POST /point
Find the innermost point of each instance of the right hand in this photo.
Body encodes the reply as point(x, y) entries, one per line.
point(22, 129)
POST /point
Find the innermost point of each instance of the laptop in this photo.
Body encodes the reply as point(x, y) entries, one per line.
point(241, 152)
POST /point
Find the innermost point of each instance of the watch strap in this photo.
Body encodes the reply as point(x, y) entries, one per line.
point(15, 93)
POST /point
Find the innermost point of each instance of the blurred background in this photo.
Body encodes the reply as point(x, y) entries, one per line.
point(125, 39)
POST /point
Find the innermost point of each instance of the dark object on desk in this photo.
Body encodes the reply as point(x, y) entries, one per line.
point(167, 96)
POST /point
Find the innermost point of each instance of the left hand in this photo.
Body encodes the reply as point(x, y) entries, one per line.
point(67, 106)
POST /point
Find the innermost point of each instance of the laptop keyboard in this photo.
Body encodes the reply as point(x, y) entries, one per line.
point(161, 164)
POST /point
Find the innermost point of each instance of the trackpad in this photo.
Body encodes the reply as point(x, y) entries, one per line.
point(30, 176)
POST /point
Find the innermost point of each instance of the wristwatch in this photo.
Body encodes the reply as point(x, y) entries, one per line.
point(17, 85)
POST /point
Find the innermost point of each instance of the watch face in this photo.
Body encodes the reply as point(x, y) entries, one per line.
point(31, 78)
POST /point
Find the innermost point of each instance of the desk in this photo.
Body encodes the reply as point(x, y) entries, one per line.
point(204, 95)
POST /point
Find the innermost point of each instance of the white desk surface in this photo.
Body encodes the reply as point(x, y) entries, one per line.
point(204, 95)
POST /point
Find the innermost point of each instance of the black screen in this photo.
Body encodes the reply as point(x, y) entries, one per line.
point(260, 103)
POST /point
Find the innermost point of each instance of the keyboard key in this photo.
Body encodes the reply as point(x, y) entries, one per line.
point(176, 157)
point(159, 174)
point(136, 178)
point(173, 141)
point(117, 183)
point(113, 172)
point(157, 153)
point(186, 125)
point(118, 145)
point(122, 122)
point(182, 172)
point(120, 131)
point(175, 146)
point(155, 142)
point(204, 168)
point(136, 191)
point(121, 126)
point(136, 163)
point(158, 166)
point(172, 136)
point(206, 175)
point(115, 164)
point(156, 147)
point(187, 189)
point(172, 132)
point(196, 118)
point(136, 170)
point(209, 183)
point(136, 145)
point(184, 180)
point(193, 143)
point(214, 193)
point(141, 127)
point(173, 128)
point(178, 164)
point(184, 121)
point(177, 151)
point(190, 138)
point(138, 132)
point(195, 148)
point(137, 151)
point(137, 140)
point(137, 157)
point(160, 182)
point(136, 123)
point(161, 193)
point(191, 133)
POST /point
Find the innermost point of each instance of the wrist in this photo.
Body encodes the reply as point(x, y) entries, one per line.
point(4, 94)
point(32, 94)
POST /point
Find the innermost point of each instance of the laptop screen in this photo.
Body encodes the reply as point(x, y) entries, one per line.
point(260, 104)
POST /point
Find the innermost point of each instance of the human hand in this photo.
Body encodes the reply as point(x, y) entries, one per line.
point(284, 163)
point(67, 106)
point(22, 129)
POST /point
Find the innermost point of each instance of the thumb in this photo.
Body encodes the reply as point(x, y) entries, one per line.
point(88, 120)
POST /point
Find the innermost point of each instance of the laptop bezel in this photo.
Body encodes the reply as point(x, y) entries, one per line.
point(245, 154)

- **Exercise requirements**: Transcribe the whole listing exactly.

- **Output of the task**:
POST /point
Find the innermost point of each instance of the right hand in this photo.
Body encodes the reply as point(x, y) entries, one per line.
point(22, 129)
POST /point
Find the innermost point of each instance of the laptop in this photo.
Body encodes the reply as point(x, y) entries, one per line.
point(241, 152)
POST /point
Find the innermost point of each instance of the watch strap in this photo.
Body encodes the reply as point(x, y) entries, one per line.
point(15, 93)
POST /point
Find the innermost point of each instance of the blurred background in this photo.
Body encodes the reply as point(x, y) entries, one per line.
point(125, 39)
POST /point
Find the innermost point of each instance of the dark object on desk in this photo.
Body encodes the reply as point(x, y) entries, one per line.
point(167, 96)
POST /point
Find the innermost point of each instance of the left hand in this photo.
Body encodes the reply as point(x, y) entries, one per line.
point(67, 106)
POST /point
Find the innermost point of each instance of the laptop keyboard in this photo.
Body encodes the reply as point(x, y) entries, one per line.
point(161, 164)
POST /point
Find the innermost point of each instance of the trackpad in this photo.
Body encodes the reply as point(x, y) entries, one per line.
point(30, 176)
POST /point
Find the innermost point of each instance of the wristwatch in this photo.
Body encodes the reply as point(x, y) entries, one per line.
point(17, 85)
POST /point
Find the innermost point of each instance of the watch face in this photo.
Body encodes the reply as point(x, y) entries, one per line.
point(31, 78)
POST /point
Find the innermost point of each instance of the desk in this photo.
Body encodes the reply as point(x, y) entries, one per line.
point(204, 95)
POST /point
Find the innermost point of each instance of the white desk surface in this photo.
Body encodes the reply as point(x, y) entries, one per line.
point(204, 95)
POST /point
Find the innermost point of each instance of the black screen in this photo.
Body encodes the reply as point(x, y) entries, one per line.
point(260, 103)
POST /point
Find the innermost point of each instance of the keyboard key in this photo.
Body encodes the reply as point(x, y) entries, one per line.
point(176, 157)
point(159, 174)
point(136, 178)
point(173, 141)
point(117, 183)
point(113, 172)
point(157, 153)
point(186, 125)
point(118, 145)
point(122, 122)
point(182, 172)
point(120, 131)
point(175, 146)
point(155, 142)
point(204, 168)
point(136, 191)
point(121, 126)
point(136, 163)
point(158, 166)
point(172, 136)
point(206, 175)
point(115, 164)
point(156, 147)
point(187, 189)
point(172, 132)
point(196, 118)
point(136, 170)
point(209, 183)
point(136, 145)
point(184, 180)
point(193, 143)
point(214, 193)
point(141, 127)
point(173, 128)
point(178, 164)
point(184, 121)
point(177, 151)
point(190, 138)
point(138, 132)
point(195, 148)
point(137, 151)
point(137, 140)
point(137, 157)
point(160, 182)
point(136, 123)
point(161, 193)
point(191, 133)
POST /point
Find the innermost point of each instance of the wrist in this photo.
Body encodes the reply as point(x, y) entries, one per line.
point(4, 94)
point(32, 94)
POST /point
Find the innermost point of each instance of the laptop screen in this photo.
Body encodes the reply as point(x, y) entries, one per line.
point(260, 104)
POST /point
Find the innermost point of each instance of the human hand in this photo.
Body encodes the reply as point(x, y) entries, one per line.
point(284, 163)
point(67, 106)
point(22, 129)
POST /point
Find the innermost point of each instance of the thumb in this photo.
Body encodes the reply as point(x, y) entries, one per line.
point(88, 120)
POST /point
Find the innermost point of each instance of the laptop bezel in this photo.
Body encodes the reply as point(x, y) entries, one per line.
point(245, 154)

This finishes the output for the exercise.